> **GIVEN REQUEST**: Count the lines below that contain the word "building", treating uppercase and lowercase as different, and reply with the number only.

** BEGIN **

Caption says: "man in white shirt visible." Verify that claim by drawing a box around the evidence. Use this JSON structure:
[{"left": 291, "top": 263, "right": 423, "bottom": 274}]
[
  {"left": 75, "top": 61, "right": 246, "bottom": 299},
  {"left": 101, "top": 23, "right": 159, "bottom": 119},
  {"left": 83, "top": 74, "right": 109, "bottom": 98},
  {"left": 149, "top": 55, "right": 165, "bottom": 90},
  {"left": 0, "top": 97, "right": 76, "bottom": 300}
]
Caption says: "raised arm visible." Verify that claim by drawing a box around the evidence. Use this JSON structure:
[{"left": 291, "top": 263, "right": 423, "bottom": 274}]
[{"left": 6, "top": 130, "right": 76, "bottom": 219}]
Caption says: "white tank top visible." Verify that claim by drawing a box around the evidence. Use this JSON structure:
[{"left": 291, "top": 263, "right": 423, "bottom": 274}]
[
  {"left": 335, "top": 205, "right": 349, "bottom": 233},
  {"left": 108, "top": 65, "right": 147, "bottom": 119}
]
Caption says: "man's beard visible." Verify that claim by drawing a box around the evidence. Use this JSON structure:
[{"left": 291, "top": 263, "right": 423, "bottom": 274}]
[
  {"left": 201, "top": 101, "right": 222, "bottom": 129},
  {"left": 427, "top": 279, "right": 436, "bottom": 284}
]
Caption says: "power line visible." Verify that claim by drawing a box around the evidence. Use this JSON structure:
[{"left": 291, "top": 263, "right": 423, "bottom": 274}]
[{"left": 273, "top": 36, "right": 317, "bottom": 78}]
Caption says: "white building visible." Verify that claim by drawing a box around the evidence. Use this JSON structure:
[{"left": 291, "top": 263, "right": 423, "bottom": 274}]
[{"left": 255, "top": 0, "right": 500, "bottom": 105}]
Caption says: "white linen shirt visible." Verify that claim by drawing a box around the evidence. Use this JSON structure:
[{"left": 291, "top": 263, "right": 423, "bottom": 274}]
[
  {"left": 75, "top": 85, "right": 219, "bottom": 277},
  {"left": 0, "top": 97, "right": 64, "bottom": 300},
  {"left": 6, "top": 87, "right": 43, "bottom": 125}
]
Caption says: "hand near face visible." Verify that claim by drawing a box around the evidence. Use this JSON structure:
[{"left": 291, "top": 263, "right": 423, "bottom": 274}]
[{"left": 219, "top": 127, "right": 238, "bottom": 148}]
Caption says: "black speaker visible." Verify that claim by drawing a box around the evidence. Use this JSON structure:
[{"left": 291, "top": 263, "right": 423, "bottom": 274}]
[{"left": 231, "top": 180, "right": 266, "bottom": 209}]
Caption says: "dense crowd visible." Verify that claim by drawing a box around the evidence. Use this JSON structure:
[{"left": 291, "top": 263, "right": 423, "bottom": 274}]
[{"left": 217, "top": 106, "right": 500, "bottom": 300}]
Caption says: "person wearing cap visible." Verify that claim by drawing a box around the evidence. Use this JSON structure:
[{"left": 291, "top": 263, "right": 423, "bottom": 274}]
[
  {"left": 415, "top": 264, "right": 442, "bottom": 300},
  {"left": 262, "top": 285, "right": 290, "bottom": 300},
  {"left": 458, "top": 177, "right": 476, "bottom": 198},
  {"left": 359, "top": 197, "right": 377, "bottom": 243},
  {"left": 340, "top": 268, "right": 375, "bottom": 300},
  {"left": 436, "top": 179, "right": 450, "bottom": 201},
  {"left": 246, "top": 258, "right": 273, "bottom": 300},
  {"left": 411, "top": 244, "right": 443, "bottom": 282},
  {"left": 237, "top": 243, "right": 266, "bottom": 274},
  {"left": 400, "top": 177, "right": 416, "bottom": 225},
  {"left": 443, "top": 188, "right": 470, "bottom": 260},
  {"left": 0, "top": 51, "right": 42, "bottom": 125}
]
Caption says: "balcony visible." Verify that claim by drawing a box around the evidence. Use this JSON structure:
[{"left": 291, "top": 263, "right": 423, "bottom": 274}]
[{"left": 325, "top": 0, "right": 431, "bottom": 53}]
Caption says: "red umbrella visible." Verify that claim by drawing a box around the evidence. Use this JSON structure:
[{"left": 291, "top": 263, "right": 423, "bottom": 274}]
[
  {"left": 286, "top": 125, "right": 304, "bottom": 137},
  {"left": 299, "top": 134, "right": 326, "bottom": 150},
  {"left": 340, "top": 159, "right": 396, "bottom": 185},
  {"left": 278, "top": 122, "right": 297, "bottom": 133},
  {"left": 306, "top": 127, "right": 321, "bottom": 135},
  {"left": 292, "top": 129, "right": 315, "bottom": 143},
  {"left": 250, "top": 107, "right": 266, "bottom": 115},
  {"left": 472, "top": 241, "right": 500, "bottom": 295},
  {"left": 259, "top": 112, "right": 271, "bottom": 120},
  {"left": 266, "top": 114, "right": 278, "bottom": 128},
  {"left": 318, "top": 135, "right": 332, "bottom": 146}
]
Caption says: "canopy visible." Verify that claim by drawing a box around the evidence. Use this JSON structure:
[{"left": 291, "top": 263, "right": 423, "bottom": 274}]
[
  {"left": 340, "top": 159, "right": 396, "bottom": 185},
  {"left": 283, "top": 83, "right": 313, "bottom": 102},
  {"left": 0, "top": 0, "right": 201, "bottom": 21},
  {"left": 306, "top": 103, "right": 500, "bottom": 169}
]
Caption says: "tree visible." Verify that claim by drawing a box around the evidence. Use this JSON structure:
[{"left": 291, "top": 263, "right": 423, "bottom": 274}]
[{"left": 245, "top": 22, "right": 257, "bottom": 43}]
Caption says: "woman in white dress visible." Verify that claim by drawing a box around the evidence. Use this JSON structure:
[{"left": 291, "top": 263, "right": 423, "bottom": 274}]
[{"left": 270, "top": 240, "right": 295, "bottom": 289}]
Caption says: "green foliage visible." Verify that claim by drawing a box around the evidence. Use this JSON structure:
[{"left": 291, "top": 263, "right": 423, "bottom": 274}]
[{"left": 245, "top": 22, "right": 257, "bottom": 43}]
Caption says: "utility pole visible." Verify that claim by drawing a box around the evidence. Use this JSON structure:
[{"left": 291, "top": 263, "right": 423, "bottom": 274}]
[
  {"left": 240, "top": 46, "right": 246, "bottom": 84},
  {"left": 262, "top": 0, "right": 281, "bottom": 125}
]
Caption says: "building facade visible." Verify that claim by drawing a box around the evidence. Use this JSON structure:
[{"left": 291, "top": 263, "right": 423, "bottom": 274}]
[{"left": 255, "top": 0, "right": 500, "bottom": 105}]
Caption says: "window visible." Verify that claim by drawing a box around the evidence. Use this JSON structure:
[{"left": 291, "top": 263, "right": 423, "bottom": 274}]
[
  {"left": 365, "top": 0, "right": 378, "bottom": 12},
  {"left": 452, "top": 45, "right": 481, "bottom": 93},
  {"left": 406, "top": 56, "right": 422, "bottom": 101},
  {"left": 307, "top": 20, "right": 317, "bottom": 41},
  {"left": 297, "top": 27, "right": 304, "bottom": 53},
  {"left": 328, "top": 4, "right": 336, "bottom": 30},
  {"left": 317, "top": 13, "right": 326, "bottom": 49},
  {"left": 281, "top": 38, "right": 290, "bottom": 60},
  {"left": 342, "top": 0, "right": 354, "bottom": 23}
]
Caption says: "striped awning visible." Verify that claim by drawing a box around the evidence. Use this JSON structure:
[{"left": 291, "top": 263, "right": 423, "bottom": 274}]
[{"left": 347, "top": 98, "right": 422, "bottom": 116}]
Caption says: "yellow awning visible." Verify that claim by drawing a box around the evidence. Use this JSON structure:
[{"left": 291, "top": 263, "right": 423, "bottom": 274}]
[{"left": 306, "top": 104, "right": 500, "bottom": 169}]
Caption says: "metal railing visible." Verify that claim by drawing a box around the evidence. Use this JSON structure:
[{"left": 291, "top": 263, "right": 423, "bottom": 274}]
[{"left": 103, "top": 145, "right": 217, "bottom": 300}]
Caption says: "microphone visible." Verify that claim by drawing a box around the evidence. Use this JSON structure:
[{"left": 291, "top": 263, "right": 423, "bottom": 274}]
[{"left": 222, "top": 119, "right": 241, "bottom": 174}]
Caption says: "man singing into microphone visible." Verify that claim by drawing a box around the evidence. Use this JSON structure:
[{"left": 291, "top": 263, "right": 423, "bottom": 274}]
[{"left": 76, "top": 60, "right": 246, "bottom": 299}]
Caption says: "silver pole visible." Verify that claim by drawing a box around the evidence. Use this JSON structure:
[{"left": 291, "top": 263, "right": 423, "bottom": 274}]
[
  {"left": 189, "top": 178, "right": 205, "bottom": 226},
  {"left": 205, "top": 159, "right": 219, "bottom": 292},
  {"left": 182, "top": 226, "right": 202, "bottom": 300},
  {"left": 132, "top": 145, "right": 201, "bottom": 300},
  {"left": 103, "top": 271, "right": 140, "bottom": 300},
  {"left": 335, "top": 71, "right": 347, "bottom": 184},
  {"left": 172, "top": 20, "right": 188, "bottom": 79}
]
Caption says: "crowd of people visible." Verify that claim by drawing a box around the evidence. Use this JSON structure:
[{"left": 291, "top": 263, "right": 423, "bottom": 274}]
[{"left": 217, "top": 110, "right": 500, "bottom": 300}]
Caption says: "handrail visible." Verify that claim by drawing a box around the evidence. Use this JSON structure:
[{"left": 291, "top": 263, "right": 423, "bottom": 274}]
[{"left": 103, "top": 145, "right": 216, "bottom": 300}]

** END **

> **TASK SOLUTION**: 2